To-do list:
**a.** From the data breach passage, list every fraction, multiple, and percentage it cites.
**b.** Answer these questions from the data breach passage:
(i) According to the Ponemon study, what share of the total cost of a data breach did direct costs account for?
(ii) According to the Verizon 2014 report, how many times as many security incidents do large businesses report as small businesses?
(iii) In the United Kingdom survey, what percentage of small businesses had security breaches in the last year?
**c.** Please transcribe the data breach passage, starting at "Small Businesses are NOT Immune!" and ending at "of a breach.".

Source document:
━━━━━━━━━━━━━━━━━━━━━━━━━━━━━━
Indirect Costs of a Breach

The true cost of a data breach is not so much in the breach itself as it is in the after effects that come from the breach. The Ponemon study reported that direct costs, costs related directly to containing and addressing the breach and its immediate effects, accounted for only one third of the total cost of a data breach. This means that two thirds of the costs were indirect! It is important that SMB customers understand that a data breach does not affect just their business systems, but can also have significant carryover effects in terms of business standing and future performance. Indirect costs can have a much greater effect on SMBs than on larger enterprise businesses.

 

Small Businesses are NOT Immune!

The Verizon 2014 Data Breach Investigation Report further illustrated the fact that small businesses are not immune from security breaches! While large businesses are certainly targeted more frequently (reporting eight times the number of security incidents as small businesses) small businesses are nearly thirteen times more likely to suffer confirmed data loss as a result of a breach.

 

Another study that surveyed employers in the United Kingdom regarding security breaches, indicates that “[small businesses are] now experiencing incident levels previously only seen in larger organizations”. Fully 60% of small businesses had security breaches in the last year, and 12% detected successful penetrations of their networks.
━━━━━━━━━━━━━━━━━━━━━━━━━━━━━━
Material supplied:

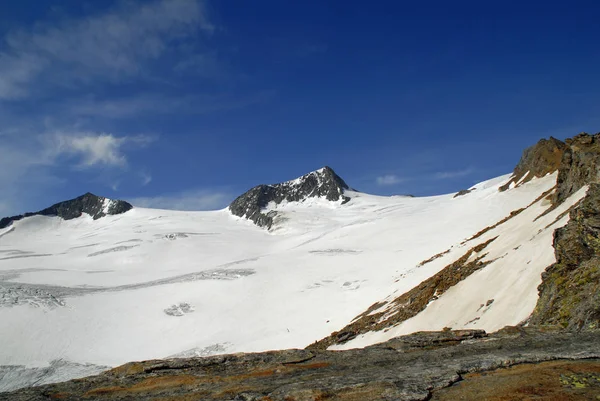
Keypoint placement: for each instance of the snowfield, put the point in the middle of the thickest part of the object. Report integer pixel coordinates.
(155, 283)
━━━━━━━━━━━━━━━━━━━━━━━━━━━━━━
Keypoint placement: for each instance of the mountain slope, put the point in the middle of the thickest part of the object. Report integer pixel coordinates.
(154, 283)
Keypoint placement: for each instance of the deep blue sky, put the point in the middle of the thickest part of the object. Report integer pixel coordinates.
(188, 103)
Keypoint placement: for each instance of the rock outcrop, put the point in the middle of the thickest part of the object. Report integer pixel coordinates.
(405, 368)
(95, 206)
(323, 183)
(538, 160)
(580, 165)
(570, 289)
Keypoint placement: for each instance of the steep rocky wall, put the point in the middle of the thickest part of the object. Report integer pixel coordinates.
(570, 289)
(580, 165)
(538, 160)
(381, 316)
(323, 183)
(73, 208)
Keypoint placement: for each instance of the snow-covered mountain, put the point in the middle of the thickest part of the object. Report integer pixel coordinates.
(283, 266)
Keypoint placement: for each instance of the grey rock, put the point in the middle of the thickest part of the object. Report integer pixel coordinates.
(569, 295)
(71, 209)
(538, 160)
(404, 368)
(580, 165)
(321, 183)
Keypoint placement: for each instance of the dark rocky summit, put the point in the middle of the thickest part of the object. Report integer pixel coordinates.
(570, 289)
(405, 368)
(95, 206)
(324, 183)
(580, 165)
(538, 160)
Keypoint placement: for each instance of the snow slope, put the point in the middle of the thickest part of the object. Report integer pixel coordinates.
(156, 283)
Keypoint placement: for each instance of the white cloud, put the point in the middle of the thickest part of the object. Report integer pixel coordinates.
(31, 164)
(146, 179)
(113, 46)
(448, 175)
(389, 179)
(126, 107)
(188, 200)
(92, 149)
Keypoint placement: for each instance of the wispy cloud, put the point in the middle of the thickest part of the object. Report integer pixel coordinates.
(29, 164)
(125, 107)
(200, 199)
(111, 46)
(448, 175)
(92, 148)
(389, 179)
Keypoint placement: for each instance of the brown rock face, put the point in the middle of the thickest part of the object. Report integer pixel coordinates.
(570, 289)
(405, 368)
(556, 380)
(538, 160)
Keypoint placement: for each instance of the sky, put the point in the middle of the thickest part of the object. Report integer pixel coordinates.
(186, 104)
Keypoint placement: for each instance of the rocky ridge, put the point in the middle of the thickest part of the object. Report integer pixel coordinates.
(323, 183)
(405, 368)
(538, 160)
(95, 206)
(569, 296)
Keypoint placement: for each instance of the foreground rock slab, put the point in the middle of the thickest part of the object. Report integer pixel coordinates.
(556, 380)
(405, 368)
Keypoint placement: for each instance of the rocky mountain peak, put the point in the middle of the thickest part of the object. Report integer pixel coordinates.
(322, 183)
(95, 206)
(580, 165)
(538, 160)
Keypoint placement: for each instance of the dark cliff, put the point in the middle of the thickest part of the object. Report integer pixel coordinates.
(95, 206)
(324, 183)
━━━━━━━━━━━━━━━━━━━━━━━━━━━━━━
Solutions:
**a.**
- one third
- two thirds
- eight times
- nearly thirteen times
- 60%
- 12%

**b.**
(i) Only one third.
(ii) Eight times.
(iii) 60%.

**c.**
Small Businesses are NOT Immune!

The Verizon 2014 Data Breach Investigation Report further illustrated the fact that small businesses are not immune from security breaches! While large businesses are certainly targeted more frequently (reporting eight times the number of security incidents as small businesses) small businesses are nearly thirteen times more likely to suffer confirmed data loss as a result of a breach.